* [INSTRUCTIONS FOR THE TASK]
Copy the Delaware buck study, beginning at "Biologists worked a" and stopping after "avoided those areas.", and substitute "bogs" for each "swamps".

* [STUDY TEXT]
────────────────────────────────────────

If you hunt in or around a river bottom, swampy area or coastal marsh, read this:

Biologists worked a project in southern Delaware for four years, capturing bucks and then collaring them with GPS. They separated the deer into two age classes–4½ years old and younger, and 5½ and older—and monitored their movements around swamps and marshes.

They found that the oldest bucks hardly ever left the swamps until cover of darkness. The younger bucks not only left the marsh on occasion, they also readily used nearby upland forests and crop fields. The 5-year-olds routinely avoided those areas.

The scientists wrote, “Not using wetland areas increased a buck’s risk of mortality by 2.7, meaning he was nearly 3 times more likely to be killed compared to a buck who regularly hid out in swamps.”

Further, the experts noted that bucks need to learn from experience before they begin to use any nearly impenetrable sanctuary. Once they do learn to use it, they become much harder to kill.

────────────────────────────────────────

Collected data:

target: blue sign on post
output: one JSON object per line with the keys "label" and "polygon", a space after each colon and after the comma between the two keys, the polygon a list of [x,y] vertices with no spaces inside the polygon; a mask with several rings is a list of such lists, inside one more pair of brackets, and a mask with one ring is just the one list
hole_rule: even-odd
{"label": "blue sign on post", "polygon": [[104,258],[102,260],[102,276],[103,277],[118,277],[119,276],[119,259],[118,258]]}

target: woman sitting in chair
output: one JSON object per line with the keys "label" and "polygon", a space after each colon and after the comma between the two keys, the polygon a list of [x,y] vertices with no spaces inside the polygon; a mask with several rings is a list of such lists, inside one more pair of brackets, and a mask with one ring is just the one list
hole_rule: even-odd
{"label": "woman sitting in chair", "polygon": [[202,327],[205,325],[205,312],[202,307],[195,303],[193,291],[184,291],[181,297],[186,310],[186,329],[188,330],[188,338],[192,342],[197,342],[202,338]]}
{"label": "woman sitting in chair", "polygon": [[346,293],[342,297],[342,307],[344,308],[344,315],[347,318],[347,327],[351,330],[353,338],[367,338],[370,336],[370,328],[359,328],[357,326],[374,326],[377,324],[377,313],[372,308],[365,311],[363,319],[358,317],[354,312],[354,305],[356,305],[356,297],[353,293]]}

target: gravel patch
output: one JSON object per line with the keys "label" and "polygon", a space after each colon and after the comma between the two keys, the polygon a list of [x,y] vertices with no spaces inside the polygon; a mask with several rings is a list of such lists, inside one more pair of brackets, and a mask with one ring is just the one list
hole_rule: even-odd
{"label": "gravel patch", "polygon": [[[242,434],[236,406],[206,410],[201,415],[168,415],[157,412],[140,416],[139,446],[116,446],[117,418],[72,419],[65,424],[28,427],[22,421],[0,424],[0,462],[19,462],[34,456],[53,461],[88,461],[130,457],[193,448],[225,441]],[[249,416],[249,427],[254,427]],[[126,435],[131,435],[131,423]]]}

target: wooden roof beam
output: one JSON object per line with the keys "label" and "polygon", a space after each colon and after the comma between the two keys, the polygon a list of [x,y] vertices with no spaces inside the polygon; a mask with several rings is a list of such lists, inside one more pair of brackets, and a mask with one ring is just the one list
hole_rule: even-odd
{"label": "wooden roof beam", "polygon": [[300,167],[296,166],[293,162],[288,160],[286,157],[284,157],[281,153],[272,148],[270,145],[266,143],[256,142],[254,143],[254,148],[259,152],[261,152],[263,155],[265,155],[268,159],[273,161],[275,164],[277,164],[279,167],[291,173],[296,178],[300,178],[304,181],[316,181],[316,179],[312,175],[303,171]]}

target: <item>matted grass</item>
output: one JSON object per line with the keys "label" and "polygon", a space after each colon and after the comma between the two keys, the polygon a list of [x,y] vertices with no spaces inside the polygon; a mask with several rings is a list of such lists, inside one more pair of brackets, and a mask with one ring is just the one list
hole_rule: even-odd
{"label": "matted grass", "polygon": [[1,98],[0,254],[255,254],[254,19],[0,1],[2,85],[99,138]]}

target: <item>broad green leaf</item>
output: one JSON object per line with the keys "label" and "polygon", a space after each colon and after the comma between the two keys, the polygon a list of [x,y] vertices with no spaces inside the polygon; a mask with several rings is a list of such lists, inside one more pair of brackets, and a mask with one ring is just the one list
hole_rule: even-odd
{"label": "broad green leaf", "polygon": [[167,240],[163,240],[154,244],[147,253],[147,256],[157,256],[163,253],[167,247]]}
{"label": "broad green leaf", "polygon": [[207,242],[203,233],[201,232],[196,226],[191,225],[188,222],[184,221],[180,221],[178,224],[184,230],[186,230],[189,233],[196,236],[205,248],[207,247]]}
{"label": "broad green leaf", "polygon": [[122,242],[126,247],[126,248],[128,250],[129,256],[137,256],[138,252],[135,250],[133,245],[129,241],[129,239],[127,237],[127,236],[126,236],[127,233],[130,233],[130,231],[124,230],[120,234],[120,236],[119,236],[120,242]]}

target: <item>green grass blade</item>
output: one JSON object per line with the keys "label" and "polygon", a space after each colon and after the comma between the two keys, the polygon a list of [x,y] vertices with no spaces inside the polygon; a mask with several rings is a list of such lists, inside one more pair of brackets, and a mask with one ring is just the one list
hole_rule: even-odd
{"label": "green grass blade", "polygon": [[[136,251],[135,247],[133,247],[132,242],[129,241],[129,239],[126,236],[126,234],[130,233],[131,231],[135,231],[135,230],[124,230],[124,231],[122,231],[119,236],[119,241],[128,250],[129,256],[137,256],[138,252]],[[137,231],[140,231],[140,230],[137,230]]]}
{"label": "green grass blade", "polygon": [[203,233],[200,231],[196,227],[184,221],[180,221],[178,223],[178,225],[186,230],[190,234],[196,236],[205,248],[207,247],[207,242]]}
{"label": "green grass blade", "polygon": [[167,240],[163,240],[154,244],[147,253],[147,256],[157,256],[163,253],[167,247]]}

────────────────────────────────────────

* [ANSWER SECTION]
Biologists worked a project in southern Delaware for four years, capturing bucks and then collaring them with GPS. They separated the deer into two age classes–4½ years old and younger, and 5½ and older—and monitored their movements around bogs and marshes.

They found that the oldest bucks hardly ever left the bogs until cover of darkness. The younger bucks not only left the marsh on occasion, they also readily used nearby upland forests and crop fields. The 5-year-olds routinely avoided those areas.